_Отрывок из текста:_
Ритмический аспект ее стихов — главная забота поэта. Цветаева смело идет по пути, открытому Хлебниковым, Маяковским, Пастернаком. В отличие от такого поэта, как, например, Есенин, она основывает свой стих на ударных слогах, стараясь их сближать одни с другими и множить, в ущерб безударным. Русская поэзия всегда стремилась к чередованию сильных и слабых слогов с тем, чтобы слабых было больше, чем сильных. Цветаева хочет добиться обратного эффекта с помощью синкопических стихов, где слова друг о друга ударяются. Ее ритмы напоминают некоторые места Свадебки Стравинского.[477]
Односложные слова образуют около половины всей лексики Цветаевой; она пользуется всем существующим набором односложных слов русского языка; но она еще и создает новые, переделывая окончания существительных. Так как по-русски многосложные слова встречаются очень часто и невозможно без них обойтись, поэт иногда их делит на два или три отрезка, расставляя между ними тире; вдобавок она указывает на отдельное ударение каждого отрезка. В других случаях Цветаева, которая очень любит анжамбманы, кончает один стих началом слова, конец которого она переносит в следующий стих. В целом, она предпочитает мужские рифмы всем другим, приравнивая к ним те, в которых ударение стоит на предпоследнем слоге: чтобы этого добиться, она отделяет последний слог от предыдущих.
Разные грамматические окончания, окончания склонения существительных и прилагательных или времена глаголов образуют в русском языке большую часть безударных слогов. Цветаева борется с этой особенностью, употребляя глаголы в неопределенном наклонении или в повелительном, а существительные в именительном падеже. Кроме того, она выделяет предлоги и любит пользоваться междометиями и краткими частицами. Это заставляет ее выражаться отрывочными фразами, в которых пунктуация заменяет синтаксические или грамматические связи. Стиль ее особенно эллиптический; двоеточие, тире, восклицательные и вопросительные знаки встречаются очень часто.
Ненависть, ниц:
Сын — раз в крови!..[478]
Или
Здравствуй! Не стрела, не камень:
Я! — Живейшая из жен:
Стихотворения Цветаевой состоят из фрагментов фраз, в которых часто только одно слово:
Копыта! Крылья! Сплелись! Свились!
Во многих случаях Цветаева просто обходится без глаголов:
Бессоные мальчишки — так —
В больницах: Мама!..[480]
Такой рвущийся ритм еще усилен аллитерациями согласных, количество которых у Цветаевой превышают гласные. В развитии темы поэта ведут слова со звуковыми аналогиями. Эта особенность техники художника связана с основным приемом ее творчества: с параллелизмами. То она сопоставляет два образа, то она их противопоставляет, в иных случаях она строит два или несколько стихов по одинаковой синтаксической модели:
Зрит — невидимейшую
— неслыханнейшую молвь.[481]
Бывает, что все слова обеих фраз абсолютно одинаковы, кроме одного, и между ними часто существует только этимологическое сходство. Прием этот усложняется, когда один стих повторяется несколько раз, с очень малыми изменениями:
Объявляю: люблю богатых!..

_Записи:_

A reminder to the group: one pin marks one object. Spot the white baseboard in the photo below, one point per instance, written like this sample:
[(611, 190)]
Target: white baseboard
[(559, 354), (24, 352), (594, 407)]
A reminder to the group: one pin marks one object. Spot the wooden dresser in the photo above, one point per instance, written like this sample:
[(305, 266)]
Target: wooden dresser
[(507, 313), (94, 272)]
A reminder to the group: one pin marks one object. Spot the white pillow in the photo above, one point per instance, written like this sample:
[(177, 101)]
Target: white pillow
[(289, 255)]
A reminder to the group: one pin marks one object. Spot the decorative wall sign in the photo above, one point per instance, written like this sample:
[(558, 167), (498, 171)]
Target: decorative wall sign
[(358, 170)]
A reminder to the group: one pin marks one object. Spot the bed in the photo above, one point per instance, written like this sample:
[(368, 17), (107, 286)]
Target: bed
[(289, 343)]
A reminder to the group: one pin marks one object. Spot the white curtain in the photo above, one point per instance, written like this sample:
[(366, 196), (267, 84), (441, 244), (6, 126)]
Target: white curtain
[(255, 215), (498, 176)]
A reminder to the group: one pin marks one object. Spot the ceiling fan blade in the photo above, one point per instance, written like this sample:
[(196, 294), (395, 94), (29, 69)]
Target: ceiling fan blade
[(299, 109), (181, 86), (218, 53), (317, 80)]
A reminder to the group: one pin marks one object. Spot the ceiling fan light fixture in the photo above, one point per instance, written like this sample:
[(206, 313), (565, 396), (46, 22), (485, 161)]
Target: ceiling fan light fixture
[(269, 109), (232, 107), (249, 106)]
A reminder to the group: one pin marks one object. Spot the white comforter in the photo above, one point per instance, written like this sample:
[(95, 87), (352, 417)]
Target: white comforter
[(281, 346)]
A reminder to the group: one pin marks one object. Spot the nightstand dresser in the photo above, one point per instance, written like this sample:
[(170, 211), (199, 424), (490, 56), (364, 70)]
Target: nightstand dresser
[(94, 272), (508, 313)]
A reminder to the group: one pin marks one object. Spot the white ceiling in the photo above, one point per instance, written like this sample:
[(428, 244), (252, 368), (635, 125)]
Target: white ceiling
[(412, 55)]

...

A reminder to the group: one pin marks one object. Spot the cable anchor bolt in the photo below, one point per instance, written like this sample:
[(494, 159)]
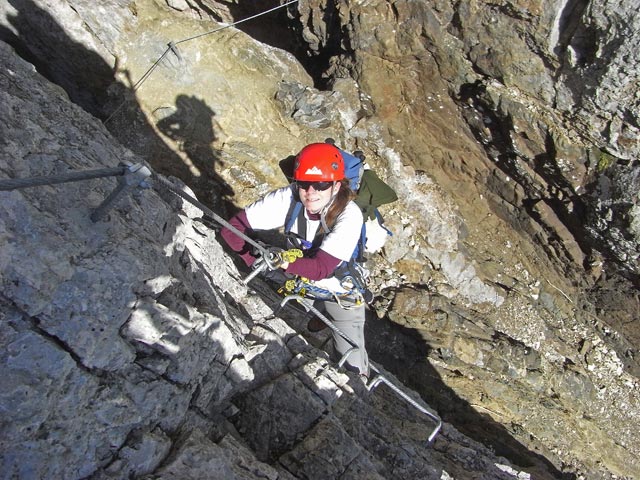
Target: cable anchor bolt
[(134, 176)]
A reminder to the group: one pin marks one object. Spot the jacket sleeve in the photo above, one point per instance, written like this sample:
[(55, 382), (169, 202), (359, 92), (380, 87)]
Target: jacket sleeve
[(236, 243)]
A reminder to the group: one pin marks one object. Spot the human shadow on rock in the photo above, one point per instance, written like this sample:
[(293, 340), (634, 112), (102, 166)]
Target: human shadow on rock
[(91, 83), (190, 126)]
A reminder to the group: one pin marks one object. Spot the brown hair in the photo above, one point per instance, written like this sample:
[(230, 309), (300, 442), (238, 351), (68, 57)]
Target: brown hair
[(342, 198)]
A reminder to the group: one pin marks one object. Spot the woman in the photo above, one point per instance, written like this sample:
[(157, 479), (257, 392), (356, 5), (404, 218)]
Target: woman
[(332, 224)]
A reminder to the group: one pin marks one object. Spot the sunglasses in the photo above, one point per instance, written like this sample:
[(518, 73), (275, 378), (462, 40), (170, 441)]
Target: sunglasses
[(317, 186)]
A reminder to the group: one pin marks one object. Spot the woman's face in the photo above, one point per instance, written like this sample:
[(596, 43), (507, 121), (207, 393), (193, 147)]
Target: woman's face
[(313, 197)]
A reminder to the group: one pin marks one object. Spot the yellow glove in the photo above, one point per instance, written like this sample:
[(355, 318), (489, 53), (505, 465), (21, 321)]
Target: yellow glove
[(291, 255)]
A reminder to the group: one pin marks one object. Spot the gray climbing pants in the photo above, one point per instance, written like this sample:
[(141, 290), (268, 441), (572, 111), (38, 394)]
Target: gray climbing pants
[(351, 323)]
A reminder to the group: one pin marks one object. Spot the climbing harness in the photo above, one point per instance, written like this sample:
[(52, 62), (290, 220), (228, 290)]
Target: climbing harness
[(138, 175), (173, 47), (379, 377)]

_Задание 1:_
Каких поэтов называет отрывок о ритмике Цветаевой, говоря о пути, по которому она смело идет?
_Задание 2:_
Какую часть лексики Цветаевой, по словам отрывка о ритмике Цветаевой, составляют односложные слова?

_Ответ 1:_
Хлебников, Маяковский, Пастернак.

_Ответ 2:_
Около половины всей ее лексики.